→ WRITTEN EXERCISE
Look below for the line with "[point] at the silver". Extract that line and each one after it through the last, word for word.

Data items:
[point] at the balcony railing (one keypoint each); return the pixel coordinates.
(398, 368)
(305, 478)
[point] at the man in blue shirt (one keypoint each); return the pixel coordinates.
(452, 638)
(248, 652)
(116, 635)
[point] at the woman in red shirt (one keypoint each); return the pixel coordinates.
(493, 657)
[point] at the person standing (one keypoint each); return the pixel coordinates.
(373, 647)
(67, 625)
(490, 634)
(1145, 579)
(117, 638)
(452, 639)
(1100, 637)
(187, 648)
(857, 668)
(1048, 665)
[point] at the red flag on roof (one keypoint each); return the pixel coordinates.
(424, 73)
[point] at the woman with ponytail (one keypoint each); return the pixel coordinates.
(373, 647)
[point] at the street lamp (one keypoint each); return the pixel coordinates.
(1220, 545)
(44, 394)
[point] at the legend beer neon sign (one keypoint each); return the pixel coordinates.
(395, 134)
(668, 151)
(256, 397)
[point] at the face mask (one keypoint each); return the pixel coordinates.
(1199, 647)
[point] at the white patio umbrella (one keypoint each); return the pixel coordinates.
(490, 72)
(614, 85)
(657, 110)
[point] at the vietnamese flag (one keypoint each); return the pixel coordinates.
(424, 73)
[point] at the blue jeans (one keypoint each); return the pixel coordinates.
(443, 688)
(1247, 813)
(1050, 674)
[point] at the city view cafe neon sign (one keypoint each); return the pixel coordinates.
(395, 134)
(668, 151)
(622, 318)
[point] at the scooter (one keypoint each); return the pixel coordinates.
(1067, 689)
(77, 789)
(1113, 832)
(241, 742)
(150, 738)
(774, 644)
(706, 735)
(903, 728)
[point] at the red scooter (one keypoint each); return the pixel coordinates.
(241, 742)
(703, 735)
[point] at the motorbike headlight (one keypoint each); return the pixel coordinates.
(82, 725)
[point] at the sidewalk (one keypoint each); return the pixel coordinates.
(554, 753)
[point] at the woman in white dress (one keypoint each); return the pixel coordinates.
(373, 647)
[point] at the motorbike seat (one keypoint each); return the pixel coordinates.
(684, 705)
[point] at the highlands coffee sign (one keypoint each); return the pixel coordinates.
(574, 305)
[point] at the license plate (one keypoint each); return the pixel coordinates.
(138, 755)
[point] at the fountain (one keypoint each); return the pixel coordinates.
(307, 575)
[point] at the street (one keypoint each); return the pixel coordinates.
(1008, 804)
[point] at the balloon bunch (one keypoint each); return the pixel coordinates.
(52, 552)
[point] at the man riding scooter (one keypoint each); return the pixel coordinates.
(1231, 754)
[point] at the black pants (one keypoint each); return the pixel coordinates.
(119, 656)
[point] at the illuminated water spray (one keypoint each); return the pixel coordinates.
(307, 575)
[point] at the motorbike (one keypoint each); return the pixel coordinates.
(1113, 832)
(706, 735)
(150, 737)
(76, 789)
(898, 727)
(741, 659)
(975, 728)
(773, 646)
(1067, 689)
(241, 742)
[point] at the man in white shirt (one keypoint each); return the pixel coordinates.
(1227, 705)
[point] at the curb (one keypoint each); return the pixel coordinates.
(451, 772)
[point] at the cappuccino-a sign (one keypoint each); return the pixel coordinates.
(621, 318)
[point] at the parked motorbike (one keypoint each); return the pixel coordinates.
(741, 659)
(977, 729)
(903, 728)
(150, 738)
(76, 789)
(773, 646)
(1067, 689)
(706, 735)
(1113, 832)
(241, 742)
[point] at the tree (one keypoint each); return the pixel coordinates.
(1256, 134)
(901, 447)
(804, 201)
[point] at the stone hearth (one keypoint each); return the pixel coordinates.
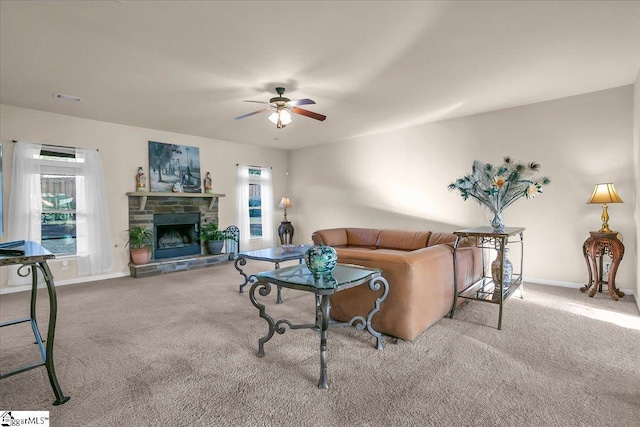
(144, 205)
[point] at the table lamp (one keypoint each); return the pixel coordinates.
(285, 203)
(285, 231)
(604, 194)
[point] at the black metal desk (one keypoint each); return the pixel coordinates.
(35, 258)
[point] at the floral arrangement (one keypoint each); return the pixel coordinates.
(498, 187)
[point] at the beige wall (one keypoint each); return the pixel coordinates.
(122, 150)
(399, 179)
(636, 163)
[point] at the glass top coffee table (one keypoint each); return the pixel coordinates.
(298, 277)
(275, 255)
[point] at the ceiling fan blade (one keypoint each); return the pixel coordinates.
(251, 114)
(308, 113)
(305, 101)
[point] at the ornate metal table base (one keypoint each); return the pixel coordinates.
(594, 249)
(46, 353)
(322, 323)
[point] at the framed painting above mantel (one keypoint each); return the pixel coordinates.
(174, 167)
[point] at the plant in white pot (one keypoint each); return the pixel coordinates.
(213, 237)
(140, 242)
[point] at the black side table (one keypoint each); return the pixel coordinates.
(285, 231)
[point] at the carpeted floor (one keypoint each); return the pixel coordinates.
(180, 349)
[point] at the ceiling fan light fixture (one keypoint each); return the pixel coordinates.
(280, 118)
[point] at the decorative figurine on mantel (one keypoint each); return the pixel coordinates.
(208, 183)
(177, 188)
(141, 180)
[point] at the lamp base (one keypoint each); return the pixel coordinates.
(285, 231)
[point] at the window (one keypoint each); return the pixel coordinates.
(254, 207)
(58, 193)
(58, 198)
(255, 204)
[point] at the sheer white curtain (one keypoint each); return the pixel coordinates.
(25, 199)
(267, 208)
(92, 223)
(92, 218)
(242, 206)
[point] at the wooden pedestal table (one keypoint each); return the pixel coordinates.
(594, 249)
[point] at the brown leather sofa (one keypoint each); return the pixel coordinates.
(418, 266)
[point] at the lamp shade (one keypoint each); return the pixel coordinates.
(285, 203)
(604, 193)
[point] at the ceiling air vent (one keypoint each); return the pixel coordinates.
(67, 97)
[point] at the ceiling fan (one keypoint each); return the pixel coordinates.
(282, 108)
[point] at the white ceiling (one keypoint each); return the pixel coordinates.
(186, 66)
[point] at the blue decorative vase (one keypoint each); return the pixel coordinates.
(321, 259)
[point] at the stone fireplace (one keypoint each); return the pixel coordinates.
(176, 234)
(175, 219)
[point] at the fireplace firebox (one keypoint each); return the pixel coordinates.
(176, 234)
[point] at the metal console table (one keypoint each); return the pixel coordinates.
(485, 289)
(299, 277)
(33, 258)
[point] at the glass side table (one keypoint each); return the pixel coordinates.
(488, 289)
(299, 277)
(275, 255)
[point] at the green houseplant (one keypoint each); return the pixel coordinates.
(497, 187)
(213, 237)
(140, 242)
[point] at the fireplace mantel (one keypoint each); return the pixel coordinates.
(143, 195)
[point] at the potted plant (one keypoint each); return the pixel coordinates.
(140, 242)
(213, 237)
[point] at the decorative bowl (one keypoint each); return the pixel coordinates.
(321, 259)
(291, 248)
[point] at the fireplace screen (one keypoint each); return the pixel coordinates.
(176, 235)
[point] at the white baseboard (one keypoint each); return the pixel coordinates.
(567, 284)
(59, 283)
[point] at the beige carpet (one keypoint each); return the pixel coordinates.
(180, 349)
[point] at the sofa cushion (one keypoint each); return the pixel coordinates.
(331, 237)
(364, 237)
(402, 240)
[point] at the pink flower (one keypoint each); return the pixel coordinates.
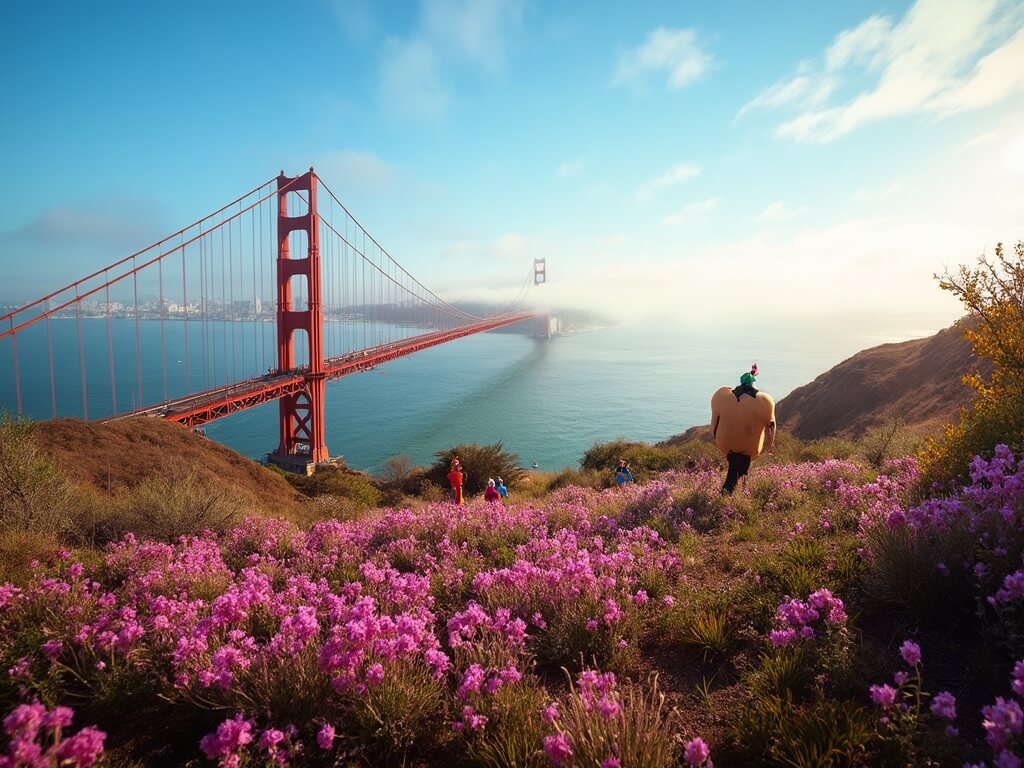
(944, 705)
(608, 708)
(558, 749)
(325, 738)
(1018, 681)
(82, 750)
(696, 753)
(883, 695)
(1003, 721)
(910, 652)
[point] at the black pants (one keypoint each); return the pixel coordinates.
(739, 464)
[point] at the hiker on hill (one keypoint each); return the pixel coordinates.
(742, 421)
(491, 494)
(623, 474)
(456, 477)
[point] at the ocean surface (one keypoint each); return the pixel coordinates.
(547, 400)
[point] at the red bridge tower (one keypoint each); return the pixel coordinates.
(302, 441)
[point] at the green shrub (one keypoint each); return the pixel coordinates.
(785, 673)
(708, 629)
(339, 481)
(639, 735)
(991, 294)
(587, 478)
(702, 508)
(34, 494)
(17, 550)
(177, 504)
(792, 450)
(406, 714)
(514, 732)
(888, 440)
(901, 570)
(642, 458)
(479, 463)
(777, 731)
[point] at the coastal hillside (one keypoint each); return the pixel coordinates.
(918, 382)
(118, 457)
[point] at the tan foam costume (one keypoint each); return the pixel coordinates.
(739, 425)
(739, 420)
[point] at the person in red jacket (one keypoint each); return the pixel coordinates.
(456, 478)
(492, 495)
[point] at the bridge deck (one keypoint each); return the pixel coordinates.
(203, 408)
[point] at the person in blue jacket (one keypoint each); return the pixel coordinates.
(623, 474)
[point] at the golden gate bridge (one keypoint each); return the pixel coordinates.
(335, 302)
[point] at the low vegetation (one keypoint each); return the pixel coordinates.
(850, 605)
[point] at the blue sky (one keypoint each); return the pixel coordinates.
(689, 162)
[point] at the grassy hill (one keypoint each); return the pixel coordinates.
(121, 456)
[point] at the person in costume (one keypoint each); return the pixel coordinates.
(742, 421)
(623, 474)
(491, 494)
(456, 478)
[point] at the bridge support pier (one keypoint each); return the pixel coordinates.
(302, 442)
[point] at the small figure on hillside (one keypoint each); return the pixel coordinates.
(742, 421)
(491, 494)
(623, 474)
(456, 477)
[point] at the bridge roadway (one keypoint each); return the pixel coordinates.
(202, 408)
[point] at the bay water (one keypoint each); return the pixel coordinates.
(547, 400)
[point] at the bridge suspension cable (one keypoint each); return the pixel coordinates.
(194, 315)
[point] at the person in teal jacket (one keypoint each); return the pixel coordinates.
(623, 474)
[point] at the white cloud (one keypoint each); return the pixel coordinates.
(941, 57)
(886, 192)
(358, 170)
(128, 225)
(449, 33)
(476, 30)
(778, 212)
(1014, 154)
(673, 51)
(675, 175)
(569, 168)
(411, 84)
(692, 212)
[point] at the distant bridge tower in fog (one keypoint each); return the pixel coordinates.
(281, 251)
(547, 326)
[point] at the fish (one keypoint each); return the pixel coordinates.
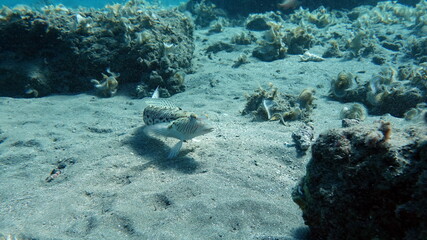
(162, 117)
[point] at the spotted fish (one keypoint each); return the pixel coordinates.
(163, 118)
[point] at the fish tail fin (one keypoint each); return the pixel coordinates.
(175, 150)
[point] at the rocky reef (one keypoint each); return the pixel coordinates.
(59, 50)
(366, 182)
(246, 7)
(274, 105)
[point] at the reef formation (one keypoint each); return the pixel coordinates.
(59, 50)
(366, 182)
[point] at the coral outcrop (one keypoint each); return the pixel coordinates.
(366, 182)
(58, 49)
(274, 105)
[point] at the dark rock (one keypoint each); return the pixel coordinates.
(364, 183)
(220, 46)
(257, 24)
(269, 52)
(49, 51)
(378, 60)
(303, 137)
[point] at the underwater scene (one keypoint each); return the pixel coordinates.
(213, 119)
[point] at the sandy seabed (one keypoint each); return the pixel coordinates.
(116, 182)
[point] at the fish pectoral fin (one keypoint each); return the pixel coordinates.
(175, 150)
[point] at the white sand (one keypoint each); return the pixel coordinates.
(234, 183)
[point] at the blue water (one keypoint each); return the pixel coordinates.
(85, 3)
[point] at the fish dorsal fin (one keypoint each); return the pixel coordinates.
(156, 101)
(156, 93)
(159, 102)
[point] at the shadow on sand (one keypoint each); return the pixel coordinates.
(156, 151)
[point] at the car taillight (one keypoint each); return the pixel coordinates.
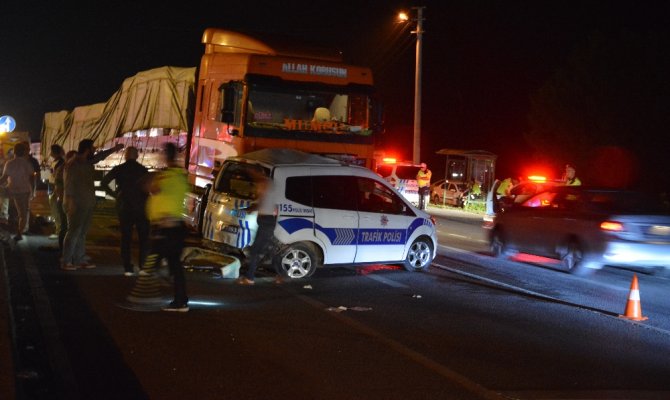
(612, 226)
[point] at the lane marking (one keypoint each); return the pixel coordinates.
(387, 281)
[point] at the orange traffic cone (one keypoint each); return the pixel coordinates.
(633, 306)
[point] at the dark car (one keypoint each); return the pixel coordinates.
(586, 228)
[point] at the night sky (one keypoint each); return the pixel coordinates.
(482, 60)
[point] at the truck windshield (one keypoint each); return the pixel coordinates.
(317, 111)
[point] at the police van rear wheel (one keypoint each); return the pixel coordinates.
(419, 255)
(297, 261)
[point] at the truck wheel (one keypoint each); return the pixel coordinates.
(419, 256)
(297, 261)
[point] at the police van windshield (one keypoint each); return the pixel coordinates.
(237, 180)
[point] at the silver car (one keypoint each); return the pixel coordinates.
(586, 228)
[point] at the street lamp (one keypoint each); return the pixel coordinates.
(404, 17)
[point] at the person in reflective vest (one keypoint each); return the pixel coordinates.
(423, 179)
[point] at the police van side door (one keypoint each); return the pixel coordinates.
(335, 216)
(384, 220)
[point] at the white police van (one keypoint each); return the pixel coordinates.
(329, 213)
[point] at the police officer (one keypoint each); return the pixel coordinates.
(570, 176)
(423, 179)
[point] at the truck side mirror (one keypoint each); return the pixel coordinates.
(229, 101)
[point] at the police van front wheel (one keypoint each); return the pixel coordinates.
(297, 261)
(419, 255)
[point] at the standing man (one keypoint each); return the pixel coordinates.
(59, 189)
(131, 201)
(266, 219)
(18, 173)
(423, 179)
(58, 158)
(79, 202)
(165, 209)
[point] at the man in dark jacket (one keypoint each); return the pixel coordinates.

→ SOLUTION TO THIS EXERCISE
[point] at the silver car (one keypoint each); return the pixel coordinates.
(586, 228)
[point] at the street lamp (one keypoint each); return the pixel coordinates.
(404, 17)
[point] at the person in reflective vest (one keypoint each); return the pixel coordinates.
(423, 179)
[point] at the police van side door (one keypoint each); return the pixel coordinates.
(335, 216)
(384, 220)
[point] at the white police van (one keypoint each); return the pixel coordinates.
(329, 213)
[point] at the police officer (one keypoint each); return the pixel coordinates.
(570, 176)
(423, 179)
[point] at the truck side mirror (one keypoint each); return the pixel coordinates.
(229, 101)
[point] at the police van front wheel (one keypoint each); return the pixel coordinates.
(297, 261)
(419, 255)
[point] at the standing man (one keypoint each); return the pixel coordinates.
(59, 189)
(131, 201)
(266, 219)
(18, 173)
(423, 179)
(58, 158)
(79, 202)
(165, 209)
[point] at the man in dark jacket (one keypoint each); return the pixel coordinates.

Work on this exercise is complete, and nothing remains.